— Required task —
Copy word for word the part of the reply about the USB crash after waking from hibernate, starting at "On 08.12.2017 13:06, Alexander" and ending at "than kzalloc failing.".

— Supplied passage —
_ _ _ _ _ _ _

On 08.12.2017 13:06, Alexander Kappner wrote:
> Hi,
>
>> I think we need to dig a bit deeper. It's good to check if spriv is
>> valid
>> but there are probably other reasons than kzalloc failing.
>
> I agree -- this small allocation is unlikely to fail in practice.
> Also, while my patch prevents the kernel oops, it also prevents the
> debugfs entries from being created.
>
> I've been debugging this more trying to come up with a better
> solution, but I might need some guidance as I'm not too familiar with
> the USB subsystem. The immediate cause of the crash was usbmuxd
> sending a USBDEVFS_SETCONFIGURATION ioctl to a device, which _only if
> it fails_ calls usb_hcd_alloc_bandwidth to try and reset the device,
> which in turn calls xhci_debugfs_create_endpoint. The ioctl handler
> acquires a device-specific lock via usb_lock_device.
>
> When the system resumed from hibernate, xhci_resume was called. This
> in turn called xhci_mem_cleanup to deallocate the device structures,
> which include setting the debugfs_private pointer to NULL (via
> xhci_free_virt_devices_depth_first). It thus seems likely that the
> ioctl is somehow racing with the hibernate. The call to xhci_resume
> is protected by a host-controller specific lock (xhci->lock) but it
> doesn't attempt to take the usb_lock_device device-specific lock.
>
> Now my suspicion is that xhci_resume freed and zeroed the device
> structures while racing with the ioctl handler. I can't seem to find
> any exclusion mechanism that would prevent xhci_resume from racing
> with the USBDEVFS_SETCONFIGURATION ioctl (or any other ioctl, for
> that matter). Am I missing something? If not, is there any reason why
> an ioctl might need to execute in parallel with the xhci_resume? If
> not, can we just do a busy wait in xhci_resume until all pending
> ioctls have returned?

I'm not sure, but if I recall correctly then power management is supposed
to make sure a driver doesn't access usb devices while the host controller
is still resuming.

The odd thing here is that
xhci_debugfs_remove_slot(xhci, slot_id), and
xhci_free_virt_device(xhci, slot_id) are called together when
xhci_mem_cleanup() calls xhci_free_virt_devices_depth_first()

That means both the xhci_virt_device *dev and dev->debugfs_private
should both be freed and xhci->devs[slot_id] set NULL for that virt_device.

so xhci_add_endpoint() should fail a lot earlier because the xhci->devs[slot_id]
should be a null pointer as well.

Allocation is also done together in xhci_alloc_dev()

Looking at it more closely there is actually the .free_dev callback that
first frees the dev->debugs_private but the virt_dev is only freed
conditionally later

Attached a patch that frees them together, can you try it out?

_ _ _ _ _ _ _

— Excerpted records —
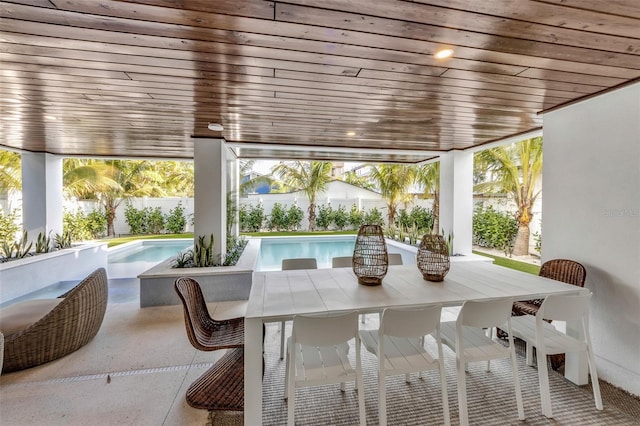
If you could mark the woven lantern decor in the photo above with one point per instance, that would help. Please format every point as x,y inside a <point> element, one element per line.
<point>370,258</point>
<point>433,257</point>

_ _ _ _ _ _ _

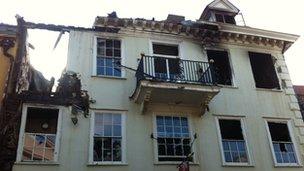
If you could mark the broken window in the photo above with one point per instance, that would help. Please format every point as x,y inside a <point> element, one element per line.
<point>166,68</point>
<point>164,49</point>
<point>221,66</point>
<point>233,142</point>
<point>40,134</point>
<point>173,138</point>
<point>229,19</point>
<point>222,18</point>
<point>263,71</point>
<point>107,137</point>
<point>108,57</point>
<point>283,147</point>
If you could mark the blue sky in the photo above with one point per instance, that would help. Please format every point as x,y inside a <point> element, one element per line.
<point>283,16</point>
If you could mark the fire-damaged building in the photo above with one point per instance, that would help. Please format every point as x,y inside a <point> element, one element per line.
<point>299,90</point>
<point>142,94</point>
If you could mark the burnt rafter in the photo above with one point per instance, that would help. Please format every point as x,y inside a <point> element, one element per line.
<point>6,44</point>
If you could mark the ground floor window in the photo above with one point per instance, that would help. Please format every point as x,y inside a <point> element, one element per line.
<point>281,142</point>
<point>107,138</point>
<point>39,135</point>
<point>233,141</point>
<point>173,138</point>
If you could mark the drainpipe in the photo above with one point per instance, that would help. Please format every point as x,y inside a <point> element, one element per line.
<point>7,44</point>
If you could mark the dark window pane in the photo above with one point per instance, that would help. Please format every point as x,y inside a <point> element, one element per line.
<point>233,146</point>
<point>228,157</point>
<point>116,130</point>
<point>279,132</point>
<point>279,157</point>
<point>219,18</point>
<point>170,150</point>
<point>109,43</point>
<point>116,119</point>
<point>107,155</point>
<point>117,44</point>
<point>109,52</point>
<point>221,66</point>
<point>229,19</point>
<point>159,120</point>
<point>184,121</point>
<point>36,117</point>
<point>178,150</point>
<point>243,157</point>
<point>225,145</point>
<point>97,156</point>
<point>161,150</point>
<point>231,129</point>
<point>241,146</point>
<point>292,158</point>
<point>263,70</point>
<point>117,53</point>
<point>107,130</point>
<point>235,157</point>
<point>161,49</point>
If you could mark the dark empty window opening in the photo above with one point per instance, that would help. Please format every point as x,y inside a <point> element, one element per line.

_ _ _ _ _ _ _

— Task answer —
On 08.12.2017 13:06, Alexander Kappner wrote:
> Hi,
>
>> I think we need to dig a bit deeper. It's good to check if spriv is
>> valid
>> but there are probably other reasons than kzalloc failing.